(Supplied material begins)

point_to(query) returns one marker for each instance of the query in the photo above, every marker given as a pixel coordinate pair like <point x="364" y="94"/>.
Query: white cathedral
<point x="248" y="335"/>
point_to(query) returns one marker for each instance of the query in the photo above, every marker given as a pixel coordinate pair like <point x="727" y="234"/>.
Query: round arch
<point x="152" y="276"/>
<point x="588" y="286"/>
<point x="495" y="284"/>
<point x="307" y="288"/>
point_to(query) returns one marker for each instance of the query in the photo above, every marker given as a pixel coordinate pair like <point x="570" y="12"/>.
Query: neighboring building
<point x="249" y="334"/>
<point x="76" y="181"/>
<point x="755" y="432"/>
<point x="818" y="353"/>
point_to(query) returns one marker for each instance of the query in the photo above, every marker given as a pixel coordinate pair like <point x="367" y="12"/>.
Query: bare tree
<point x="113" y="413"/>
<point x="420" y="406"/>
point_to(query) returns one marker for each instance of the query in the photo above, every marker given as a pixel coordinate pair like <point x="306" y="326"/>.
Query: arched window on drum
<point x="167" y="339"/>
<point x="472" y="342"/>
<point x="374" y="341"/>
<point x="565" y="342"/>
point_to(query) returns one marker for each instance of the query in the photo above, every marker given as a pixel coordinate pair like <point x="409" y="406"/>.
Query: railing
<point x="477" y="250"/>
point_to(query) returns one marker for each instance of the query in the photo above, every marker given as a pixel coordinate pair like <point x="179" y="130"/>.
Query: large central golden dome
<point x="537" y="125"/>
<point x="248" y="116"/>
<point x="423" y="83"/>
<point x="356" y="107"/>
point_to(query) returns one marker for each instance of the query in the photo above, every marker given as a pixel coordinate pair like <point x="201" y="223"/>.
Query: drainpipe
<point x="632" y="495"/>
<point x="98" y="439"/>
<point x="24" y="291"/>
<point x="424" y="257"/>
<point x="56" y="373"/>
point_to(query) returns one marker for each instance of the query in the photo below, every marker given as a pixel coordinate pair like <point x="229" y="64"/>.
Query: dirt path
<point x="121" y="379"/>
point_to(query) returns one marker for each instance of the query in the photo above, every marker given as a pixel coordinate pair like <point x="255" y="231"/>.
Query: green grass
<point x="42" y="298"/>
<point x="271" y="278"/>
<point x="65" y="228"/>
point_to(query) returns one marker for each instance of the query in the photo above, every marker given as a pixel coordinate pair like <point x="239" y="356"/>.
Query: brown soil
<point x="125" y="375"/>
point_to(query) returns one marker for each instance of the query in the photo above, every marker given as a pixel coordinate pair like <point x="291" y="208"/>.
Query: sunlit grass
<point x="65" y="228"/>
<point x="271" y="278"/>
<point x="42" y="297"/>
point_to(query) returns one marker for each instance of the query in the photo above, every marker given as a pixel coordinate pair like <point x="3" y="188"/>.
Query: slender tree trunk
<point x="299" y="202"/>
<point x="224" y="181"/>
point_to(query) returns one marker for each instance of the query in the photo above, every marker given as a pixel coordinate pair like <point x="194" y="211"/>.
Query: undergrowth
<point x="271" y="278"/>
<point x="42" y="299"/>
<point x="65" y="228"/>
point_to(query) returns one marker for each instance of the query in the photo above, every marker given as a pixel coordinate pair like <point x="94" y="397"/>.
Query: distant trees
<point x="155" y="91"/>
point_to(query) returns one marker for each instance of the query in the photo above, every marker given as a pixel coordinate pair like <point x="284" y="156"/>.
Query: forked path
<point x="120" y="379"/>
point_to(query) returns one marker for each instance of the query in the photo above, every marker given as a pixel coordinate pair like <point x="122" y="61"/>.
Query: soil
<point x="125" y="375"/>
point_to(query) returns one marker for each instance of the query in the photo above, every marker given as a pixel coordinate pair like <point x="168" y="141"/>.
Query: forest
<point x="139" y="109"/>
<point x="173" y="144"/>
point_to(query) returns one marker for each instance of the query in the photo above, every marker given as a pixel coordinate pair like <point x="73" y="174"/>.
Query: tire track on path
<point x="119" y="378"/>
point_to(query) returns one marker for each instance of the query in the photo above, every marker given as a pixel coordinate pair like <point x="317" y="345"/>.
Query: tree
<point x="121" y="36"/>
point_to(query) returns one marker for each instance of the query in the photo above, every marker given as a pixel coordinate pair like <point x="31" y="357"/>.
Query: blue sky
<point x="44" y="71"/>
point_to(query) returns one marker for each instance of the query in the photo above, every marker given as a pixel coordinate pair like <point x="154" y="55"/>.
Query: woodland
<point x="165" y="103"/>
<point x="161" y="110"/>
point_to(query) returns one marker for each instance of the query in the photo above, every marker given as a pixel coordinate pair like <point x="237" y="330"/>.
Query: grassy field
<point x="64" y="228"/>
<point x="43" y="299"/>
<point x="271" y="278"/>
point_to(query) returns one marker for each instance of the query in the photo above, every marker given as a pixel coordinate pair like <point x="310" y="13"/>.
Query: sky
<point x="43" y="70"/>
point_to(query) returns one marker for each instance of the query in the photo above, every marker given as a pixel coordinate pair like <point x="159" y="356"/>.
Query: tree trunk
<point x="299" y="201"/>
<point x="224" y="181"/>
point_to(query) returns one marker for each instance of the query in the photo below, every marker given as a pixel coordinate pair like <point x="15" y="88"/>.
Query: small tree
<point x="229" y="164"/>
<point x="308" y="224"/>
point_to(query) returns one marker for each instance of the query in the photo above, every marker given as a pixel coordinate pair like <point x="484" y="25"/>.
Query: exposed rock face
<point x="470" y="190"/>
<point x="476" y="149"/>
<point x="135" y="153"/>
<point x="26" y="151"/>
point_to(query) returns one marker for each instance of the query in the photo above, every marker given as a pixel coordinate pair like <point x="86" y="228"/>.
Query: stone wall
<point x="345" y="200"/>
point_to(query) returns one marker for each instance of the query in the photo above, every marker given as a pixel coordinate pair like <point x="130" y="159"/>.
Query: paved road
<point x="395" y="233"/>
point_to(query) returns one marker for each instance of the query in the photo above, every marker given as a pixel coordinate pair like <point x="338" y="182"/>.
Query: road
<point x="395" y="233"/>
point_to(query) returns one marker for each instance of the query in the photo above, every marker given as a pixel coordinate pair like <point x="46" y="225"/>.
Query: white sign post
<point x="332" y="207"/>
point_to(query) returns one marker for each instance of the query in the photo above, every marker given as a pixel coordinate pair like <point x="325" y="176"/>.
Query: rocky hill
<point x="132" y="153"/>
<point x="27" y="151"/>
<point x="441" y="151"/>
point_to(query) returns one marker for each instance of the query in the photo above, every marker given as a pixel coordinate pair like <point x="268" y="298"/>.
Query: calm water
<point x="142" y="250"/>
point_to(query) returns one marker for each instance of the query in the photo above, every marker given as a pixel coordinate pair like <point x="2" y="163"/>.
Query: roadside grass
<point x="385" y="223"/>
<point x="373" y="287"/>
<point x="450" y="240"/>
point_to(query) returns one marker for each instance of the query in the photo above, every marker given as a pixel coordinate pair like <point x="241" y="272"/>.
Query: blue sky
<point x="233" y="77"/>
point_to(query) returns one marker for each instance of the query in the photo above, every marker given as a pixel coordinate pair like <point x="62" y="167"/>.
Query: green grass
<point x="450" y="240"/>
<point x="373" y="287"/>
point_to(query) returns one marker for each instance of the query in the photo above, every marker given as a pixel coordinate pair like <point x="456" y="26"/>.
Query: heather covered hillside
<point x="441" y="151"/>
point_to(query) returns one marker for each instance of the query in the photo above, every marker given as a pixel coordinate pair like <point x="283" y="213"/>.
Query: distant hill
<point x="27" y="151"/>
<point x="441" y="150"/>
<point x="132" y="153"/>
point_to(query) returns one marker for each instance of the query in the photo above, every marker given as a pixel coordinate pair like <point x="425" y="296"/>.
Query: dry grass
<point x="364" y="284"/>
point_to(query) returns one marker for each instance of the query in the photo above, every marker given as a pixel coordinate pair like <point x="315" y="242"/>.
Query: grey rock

(Supplied material ends)

§ **What you have to do**: All lines in the data that contain the word "below" should be copied.

§ **Your response**:
point_to(query) returns one marker for each instance of the query in the photo below, every marker given as a pixel coordinate pair like <point x="229" y="64"/>.
point_to(query) returns one marker for each instance of the query in the photo below, every marker given as a pixel coordinate pair like <point x="15" y="88"/>.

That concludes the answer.